* What this task involves: Transcribe only what runs from the line including "Verify that every instance of the forest" through the last line of the entries, exactly as it appears.

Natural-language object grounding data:
◆ ◆ ◆ ◆

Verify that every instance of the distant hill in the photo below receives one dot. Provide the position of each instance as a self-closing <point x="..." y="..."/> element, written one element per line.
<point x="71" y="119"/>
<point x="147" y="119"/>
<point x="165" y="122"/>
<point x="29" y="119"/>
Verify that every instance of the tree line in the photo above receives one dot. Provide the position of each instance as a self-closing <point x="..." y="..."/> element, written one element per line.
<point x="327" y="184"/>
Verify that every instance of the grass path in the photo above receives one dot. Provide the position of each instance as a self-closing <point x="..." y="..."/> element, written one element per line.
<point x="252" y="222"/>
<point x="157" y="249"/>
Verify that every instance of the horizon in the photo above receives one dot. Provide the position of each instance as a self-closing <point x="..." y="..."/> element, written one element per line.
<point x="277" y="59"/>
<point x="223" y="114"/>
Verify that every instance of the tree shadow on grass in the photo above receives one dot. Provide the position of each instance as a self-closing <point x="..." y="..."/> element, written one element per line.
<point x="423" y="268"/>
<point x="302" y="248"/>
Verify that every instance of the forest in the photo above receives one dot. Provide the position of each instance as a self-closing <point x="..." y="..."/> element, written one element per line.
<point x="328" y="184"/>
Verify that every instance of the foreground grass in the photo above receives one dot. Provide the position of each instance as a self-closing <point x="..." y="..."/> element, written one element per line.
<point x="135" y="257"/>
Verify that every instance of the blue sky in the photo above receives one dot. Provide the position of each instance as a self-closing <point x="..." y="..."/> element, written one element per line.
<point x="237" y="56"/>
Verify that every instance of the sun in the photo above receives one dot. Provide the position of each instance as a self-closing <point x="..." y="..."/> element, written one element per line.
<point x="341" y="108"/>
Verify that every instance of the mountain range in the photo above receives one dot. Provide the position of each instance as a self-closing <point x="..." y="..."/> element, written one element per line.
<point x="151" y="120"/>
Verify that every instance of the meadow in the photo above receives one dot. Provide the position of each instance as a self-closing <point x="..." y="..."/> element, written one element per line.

◆ ◆ ◆ ◆

* Answer space:
Verify that every instance of the forest in the photo above receives one dot. Provide the position of each instance as a self-closing <point x="..." y="..."/> element, written one element per line.
<point x="328" y="184"/>
Verify that every instance of the foreground grass in the photo above receives one dot. Provide the position of each instance as a self-closing <point x="..." y="..."/> element, written one element per line.
<point x="135" y="257"/>
Verify that every instance of the blue sky in the photo above receives one dot. Provide the position of each instance as a self-closing <point x="..." y="..."/> element, written one element per line.
<point x="237" y="56"/>
Verify that every instance of the sun in the photo above receives one dot. Provide the position of each instance as a self-closing <point x="..." y="..."/> element, written one element per line.
<point x="341" y="108"/>
Verify that every instance of the mountain range in the photo above receives one dot. Provide the position of each instance as a self-closing <point x="..." y="..."/> element, written one element per line.
<point x="151" y="120"/>
Verify that every instance of the meadow in the photo above receives one dot. Provide the position of each instance as a self-closing <point x="..." y="..."/> element, written one element per line.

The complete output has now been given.